Do this:
Copy the records below word for word, starting at the line that contains "Return the polygon of every instance of the bamboo" and continuing through the last line of the records.

(Region labeling records)
..............................
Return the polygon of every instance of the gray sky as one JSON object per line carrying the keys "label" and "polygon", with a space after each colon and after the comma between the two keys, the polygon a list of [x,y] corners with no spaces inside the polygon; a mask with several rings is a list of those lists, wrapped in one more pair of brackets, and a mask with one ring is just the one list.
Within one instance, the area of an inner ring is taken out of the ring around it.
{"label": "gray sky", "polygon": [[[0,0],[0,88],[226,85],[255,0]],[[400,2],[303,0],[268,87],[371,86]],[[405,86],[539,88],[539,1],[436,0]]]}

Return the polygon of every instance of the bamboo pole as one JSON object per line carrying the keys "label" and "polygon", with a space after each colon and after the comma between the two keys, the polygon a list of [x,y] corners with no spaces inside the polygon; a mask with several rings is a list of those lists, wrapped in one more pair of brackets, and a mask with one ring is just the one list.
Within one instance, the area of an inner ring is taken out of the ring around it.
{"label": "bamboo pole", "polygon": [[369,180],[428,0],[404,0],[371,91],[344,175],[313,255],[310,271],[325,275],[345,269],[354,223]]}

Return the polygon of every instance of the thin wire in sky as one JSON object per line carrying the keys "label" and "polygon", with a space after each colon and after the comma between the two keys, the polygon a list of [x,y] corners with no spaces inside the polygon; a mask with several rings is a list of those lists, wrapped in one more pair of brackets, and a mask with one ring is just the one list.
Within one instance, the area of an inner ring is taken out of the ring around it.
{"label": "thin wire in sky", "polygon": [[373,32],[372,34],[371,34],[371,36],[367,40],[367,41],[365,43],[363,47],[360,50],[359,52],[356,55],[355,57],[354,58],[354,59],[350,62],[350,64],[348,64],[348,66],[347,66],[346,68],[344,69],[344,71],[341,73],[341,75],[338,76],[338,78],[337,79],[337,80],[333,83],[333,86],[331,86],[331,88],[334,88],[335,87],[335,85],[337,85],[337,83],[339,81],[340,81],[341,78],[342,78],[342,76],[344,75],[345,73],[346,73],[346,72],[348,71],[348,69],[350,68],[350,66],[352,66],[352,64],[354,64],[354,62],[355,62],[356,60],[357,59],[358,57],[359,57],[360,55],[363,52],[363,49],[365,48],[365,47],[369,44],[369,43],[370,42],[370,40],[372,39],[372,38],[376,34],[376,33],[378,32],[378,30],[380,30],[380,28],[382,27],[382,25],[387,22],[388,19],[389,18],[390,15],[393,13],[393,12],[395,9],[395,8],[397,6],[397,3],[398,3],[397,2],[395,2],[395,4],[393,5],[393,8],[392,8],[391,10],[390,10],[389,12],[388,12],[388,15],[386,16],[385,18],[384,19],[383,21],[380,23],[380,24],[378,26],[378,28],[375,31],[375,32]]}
..............................
Response for this exercise:
Return the polygon of every instance of the bamboo pole as one JSON object per line carrying the keys "label" and "polygon", with a space after each colon and after the comma between the two keys, the polygon a list of [x,y] corners with no spaces inside the polygon; a mask with several rings is a list of those lists, wrapped in one more pair of brackets, and a mask with one ring is just the one list.
Within one instance, the area of an inner ring is taken out of the ring around it.
{"label": "bamboo pole", "polygon": [[369,180],[428,0],[404,0],[371,91],[344,175],[313,255],[310,271],[325,275],[345,269],[354,223]]}

Return the polygon of every instance of the thin wire in sky as one JSON object per line carrying the keys "label" and "polygon", with a space after each colon and after the comma between the two keys, the polygon a list of [x,y] corners with no spaces inside the polygon; a mask with several rings is a list of those lists, wrapped in one more pair of brackets, and a mask with one ring is just the one list.
Within one instance, the area of an inner ring is taken out of the ring around it.
{"label": "thin wire in sky", "polygon": [[373,32],[372,34],[371,34],[371,36],[367,40],[367,41],[365,43],[363,47],[360,50],[359,52],[356,55],[355,57],[354,58],[354,59],[350,62],[350,64],[348,64],[348,66],[347,66],[346,68],[344,69],[344,71],[341,73],[341,75],[338,76],[338,78],[337,79],[337,80],[333,83],[333,86],[331,86],[331,88],[334,88],[335,87],[335,85],[337,85],[337,83],[339,81],[340,81],[341,78],[342,78],[342,76],[344,75],[345,73],[346,73],[346,72],[348,71],[348,69],[350,68],[350,66],[352,66],[352,64],[354,64],[354,62],[355,62],[356,60],[357,59],[358,57],[359,57],[360,55],[363,52],[363,49],[365,48],[365,47],[369,44],[369,43],[370,42],[370,40],[372,39],[372,38],[376,34],[376,33],[378,32],[378,30],[380,30],[380,28],[382,27],[382,25],[387,22],[388,19],[389,18],[390,15],[393,13],[393,12],[395,9],[395,8],[397,6],[397,3],[398,3],[397,2],[395,2],[395,4],[393,5],[393,8],[392,8],[391,10],[390,10],[389,12],[388,12],[388,15],[386,16],[385,18],[384,19],[383,21],[380,23],[380,24],[378,26],[378,28],[375,31],[375,32]]}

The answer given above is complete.